Hi everyone,
I have a doubt, if the following circuit will be good to get an output voltage Vo=15V from both the outputs of the LM393 comparator?
Could someone help me understand how to get the desired output value using LM393?
Kind regards,
Silpa
Your 470 ohm pull-up resistor should be connected to the 'high' output voltage you want, in that case 15V. You don't need diode after the output.
It will result in output current 15V/470mA of almost 32 mA ( the limit is 60mA) and that would cause significant heating. I would put something like 4.7Kohm..10Kohm as pull up to restrict max output current to 3.2mA or less..
Dear Madam,
- I assume the diode is a light emitting diode.
- The way it is corrected, is not preferred. I mean, the way it is connected, if the diode is not
lit, the current is flowing through the 470 ohm resistor, and the output stage of the LM393 to ground.
- In order to avoid this, you could :
a. Reverse the polarity of the diode
b. Put it in series with the resistor,
c. Connect both in series from the Vdd to the output of the comparator.
d. Invert the inputs to the comparator to get the same logical operation.
- The voltage on the high-voltage side of the 470 resistor (or on the high-voltage side of the series
connection of diode and resistor) can be anything up to 36 Volt according to the LM393 datasheet.
It need not be the same voltage as the 5 Volt power supply.
- Typically, (to save power).
a. Calculate the current you need though the diode.
b. Look up the voltage on the output of the opamp at this current, and the voltage over the diode
at this current.
c. Select the power supply for the end stage and the resistor such that you more or less have
this current, and the current is stable. (Need a few volt eg 1-2, minimum over the resistor.)
Best Regards,
Henri.
You should understand "open collector outputs" - see picture.
"Open collector" makes the transition between analog levels.
Silpa Baburajan
As mentioned by others, the LM393 has a so-called open-collector output.
You can think of this as a switch that makes contact to ground when the voltage on the negative input is higher than the voltage on the positive input.

Information given:
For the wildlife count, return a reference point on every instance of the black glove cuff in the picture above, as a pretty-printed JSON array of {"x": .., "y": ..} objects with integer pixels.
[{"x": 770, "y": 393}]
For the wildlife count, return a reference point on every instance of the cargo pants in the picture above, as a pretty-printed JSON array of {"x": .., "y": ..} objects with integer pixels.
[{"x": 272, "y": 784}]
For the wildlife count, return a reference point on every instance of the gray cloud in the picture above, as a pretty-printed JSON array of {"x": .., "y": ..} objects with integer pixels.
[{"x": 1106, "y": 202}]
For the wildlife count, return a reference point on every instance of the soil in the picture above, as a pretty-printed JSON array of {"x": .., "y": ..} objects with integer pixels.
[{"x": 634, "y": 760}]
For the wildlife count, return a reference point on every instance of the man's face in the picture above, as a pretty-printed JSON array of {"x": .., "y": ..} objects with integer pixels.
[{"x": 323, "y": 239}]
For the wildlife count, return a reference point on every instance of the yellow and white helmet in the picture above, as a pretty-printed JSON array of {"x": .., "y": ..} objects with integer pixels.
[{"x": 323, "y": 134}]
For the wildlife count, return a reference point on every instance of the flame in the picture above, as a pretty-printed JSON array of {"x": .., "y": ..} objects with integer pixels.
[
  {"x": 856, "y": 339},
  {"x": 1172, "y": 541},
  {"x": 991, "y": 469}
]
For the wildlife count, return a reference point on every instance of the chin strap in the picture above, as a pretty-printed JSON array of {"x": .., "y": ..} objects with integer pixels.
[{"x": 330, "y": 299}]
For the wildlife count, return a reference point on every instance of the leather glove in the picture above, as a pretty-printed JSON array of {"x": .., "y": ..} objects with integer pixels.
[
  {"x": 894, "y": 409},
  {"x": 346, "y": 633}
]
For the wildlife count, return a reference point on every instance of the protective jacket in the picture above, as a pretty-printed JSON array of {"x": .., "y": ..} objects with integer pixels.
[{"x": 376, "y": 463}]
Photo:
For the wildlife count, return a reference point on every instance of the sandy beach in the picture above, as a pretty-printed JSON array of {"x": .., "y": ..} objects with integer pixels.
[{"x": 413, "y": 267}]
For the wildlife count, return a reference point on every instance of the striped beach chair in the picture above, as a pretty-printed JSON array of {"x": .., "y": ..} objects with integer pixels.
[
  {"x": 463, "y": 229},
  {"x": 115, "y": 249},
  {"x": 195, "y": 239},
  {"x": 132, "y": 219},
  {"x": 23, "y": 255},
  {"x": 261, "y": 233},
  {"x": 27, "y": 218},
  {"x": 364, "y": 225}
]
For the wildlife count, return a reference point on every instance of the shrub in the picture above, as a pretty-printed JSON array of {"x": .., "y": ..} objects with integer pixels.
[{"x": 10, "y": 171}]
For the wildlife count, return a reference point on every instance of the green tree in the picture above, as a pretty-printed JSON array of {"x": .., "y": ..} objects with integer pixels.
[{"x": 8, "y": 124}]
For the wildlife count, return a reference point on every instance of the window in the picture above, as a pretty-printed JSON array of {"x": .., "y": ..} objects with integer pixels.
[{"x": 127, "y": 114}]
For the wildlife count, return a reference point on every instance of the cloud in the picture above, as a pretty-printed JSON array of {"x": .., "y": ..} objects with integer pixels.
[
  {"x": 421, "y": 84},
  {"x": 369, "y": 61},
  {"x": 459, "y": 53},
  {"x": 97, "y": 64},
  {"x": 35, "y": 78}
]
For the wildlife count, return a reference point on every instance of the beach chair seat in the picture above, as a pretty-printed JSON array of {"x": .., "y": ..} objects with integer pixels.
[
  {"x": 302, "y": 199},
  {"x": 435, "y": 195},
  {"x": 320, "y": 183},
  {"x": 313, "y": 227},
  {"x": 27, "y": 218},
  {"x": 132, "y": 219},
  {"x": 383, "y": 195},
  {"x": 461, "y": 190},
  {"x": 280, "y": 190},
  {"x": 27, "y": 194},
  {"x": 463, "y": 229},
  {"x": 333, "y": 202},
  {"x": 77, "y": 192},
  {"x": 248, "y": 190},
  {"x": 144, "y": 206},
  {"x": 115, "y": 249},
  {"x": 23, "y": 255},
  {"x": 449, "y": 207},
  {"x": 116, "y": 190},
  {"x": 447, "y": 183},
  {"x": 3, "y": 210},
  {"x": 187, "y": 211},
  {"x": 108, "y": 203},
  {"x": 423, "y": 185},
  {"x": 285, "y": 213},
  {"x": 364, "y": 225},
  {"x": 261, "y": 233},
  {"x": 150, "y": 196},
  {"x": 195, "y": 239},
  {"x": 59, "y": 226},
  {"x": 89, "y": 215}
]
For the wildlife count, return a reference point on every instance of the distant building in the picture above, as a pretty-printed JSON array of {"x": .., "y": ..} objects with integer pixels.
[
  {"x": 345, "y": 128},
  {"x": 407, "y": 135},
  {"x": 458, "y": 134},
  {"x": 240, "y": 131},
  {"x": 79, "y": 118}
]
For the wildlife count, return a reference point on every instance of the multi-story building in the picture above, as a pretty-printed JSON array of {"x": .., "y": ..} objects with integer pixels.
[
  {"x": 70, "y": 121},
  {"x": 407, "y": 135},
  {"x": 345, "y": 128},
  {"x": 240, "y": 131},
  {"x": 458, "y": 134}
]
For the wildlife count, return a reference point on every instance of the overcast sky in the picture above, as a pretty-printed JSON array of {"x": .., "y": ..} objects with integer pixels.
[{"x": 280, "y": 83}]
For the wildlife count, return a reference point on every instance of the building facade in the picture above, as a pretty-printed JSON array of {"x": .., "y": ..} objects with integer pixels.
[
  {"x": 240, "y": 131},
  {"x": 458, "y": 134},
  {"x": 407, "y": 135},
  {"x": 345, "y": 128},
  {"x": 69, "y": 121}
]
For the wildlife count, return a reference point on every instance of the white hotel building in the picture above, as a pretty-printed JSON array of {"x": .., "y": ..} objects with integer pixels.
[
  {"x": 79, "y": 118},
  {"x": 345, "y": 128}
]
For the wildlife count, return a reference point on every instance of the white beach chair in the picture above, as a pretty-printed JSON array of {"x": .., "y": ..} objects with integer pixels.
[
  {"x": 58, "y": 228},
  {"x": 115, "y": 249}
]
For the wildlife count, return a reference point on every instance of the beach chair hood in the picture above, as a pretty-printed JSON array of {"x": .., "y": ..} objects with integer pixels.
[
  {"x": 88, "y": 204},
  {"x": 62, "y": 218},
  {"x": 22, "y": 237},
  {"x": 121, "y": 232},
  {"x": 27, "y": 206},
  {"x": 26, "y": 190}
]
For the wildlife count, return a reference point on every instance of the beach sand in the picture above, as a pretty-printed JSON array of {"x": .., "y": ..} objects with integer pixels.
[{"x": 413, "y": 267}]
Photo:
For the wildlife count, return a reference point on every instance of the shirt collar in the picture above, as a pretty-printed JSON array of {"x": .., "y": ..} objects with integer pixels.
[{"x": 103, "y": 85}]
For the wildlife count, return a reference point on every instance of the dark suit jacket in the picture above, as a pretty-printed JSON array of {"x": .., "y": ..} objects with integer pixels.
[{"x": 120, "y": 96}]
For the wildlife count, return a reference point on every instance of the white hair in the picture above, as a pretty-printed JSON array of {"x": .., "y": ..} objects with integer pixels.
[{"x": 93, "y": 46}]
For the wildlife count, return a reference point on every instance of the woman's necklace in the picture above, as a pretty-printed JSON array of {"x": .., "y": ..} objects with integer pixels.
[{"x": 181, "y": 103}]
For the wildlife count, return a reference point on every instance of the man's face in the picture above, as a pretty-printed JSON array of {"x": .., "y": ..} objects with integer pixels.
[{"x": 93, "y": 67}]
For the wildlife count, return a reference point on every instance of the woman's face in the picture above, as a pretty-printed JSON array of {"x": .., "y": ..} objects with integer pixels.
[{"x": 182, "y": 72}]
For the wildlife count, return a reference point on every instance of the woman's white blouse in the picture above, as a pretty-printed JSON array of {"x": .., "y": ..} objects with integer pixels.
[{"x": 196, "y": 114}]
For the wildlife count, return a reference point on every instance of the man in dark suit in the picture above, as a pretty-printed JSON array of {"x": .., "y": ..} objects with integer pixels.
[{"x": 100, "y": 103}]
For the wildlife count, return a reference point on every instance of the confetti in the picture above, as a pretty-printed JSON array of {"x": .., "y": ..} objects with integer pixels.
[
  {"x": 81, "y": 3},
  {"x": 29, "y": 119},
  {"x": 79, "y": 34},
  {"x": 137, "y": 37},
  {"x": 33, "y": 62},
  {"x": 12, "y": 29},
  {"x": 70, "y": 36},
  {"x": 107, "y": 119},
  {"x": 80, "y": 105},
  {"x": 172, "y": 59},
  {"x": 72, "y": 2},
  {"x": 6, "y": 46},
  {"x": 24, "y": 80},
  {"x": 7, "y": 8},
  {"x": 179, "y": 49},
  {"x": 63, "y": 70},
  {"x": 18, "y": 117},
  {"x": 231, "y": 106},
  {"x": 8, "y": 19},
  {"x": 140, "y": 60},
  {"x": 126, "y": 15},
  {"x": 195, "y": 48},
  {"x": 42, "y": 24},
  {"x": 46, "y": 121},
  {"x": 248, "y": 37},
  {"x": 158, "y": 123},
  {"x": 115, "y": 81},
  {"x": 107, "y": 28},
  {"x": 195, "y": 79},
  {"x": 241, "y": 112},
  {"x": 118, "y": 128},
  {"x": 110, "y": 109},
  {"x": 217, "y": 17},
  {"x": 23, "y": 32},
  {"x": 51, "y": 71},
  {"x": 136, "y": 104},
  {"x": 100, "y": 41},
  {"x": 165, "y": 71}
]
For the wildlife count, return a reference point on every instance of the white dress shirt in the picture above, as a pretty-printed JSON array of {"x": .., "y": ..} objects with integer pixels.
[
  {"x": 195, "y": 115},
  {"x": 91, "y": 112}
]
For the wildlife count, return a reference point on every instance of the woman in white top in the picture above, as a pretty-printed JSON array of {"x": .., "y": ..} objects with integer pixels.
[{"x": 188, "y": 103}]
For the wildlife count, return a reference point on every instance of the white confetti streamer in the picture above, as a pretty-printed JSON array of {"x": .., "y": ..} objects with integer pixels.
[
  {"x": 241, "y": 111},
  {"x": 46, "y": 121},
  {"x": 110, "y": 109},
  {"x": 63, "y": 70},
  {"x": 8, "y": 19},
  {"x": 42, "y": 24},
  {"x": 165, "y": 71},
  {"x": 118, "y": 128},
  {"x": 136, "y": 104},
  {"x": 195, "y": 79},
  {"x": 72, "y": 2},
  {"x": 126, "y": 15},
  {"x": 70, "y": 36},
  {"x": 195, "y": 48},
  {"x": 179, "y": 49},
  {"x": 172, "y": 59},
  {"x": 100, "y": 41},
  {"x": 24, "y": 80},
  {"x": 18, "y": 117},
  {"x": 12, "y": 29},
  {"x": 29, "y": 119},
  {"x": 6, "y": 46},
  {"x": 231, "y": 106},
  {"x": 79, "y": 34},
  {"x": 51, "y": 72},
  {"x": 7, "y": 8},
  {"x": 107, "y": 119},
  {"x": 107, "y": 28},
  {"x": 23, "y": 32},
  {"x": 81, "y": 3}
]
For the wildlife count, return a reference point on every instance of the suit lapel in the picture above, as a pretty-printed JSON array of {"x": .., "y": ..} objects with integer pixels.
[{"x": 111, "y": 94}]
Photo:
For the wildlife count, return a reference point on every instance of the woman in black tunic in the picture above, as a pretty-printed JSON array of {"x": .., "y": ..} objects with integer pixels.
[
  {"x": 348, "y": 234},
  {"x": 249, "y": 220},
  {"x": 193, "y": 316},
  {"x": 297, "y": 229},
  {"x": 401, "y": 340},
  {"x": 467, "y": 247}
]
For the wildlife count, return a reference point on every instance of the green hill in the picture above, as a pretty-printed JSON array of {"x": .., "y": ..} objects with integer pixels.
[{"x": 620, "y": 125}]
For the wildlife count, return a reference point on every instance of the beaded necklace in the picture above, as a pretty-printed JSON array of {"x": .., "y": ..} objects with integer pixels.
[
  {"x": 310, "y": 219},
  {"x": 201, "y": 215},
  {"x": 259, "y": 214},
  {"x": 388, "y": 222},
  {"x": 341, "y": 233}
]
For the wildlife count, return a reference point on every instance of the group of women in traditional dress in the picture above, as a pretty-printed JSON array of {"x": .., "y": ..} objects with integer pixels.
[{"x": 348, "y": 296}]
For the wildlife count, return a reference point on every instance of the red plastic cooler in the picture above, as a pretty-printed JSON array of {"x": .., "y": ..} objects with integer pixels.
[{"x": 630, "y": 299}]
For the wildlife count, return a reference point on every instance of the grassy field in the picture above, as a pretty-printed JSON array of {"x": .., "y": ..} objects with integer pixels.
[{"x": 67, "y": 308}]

Task 1: Copy each line of the records that contains the word "jacket", treating uppercase and lowercase as distinct.
Task 2: Write the next part of the forum thread on the LM393 comparator output, beginning after its final sentence.
The forum thread and the records are unrelated to each other.

Task result 1:
For the wildlife count, return a reference point on every instance of the protective jacket in the picture above, as a pretty-printed JSON array of {"x": .., "y": ..} objects with integer pixels.
For the wildlife count, return a reference point on every instance of the dark suit jacket in the picture above, as a pretty-printed JSON array of {"x": .., "y": ..} objects with integer pixels.

Task result 2:
This means that it cannot actively drive a positive voltage or current. The advantage of this is that you can tie multiple outputs together, and that the LM393 supply voltage can be different from any voltage on the output.
As Nikolay Pavlov already explained, you can get +15 volts on the output by taking a +15V supply voltage, and placing a resistor between this voltage and the output. The output will then show either 0V or +15V, depending on the input voltages. As the resistor 'pulls up' the voltage on the output, it is commonly called a pull-up-resistor. This is assuming that there is nothing else on the output, so no LED or other load.
The potential (geeky pun intended) problem here is that this output voltage may drop depending on the current you draw, i.e. the circuitry connected to the output. With the 470 ohms pull-up-resistor shown, the maximum current is 15 / 470=32 mA (as Nikolay already calculated). And with these values, the resistor can't be a standard 1/4 watt type, as it will almost draw 1/2 watt at this voltage and current. Smaller ones will become too hot and may eventually go up in smoke.
So you may want to use a higher value pull-up-resistor (e.g. 1K @ 1/4 watt), but that completely depends on what is connected to the output.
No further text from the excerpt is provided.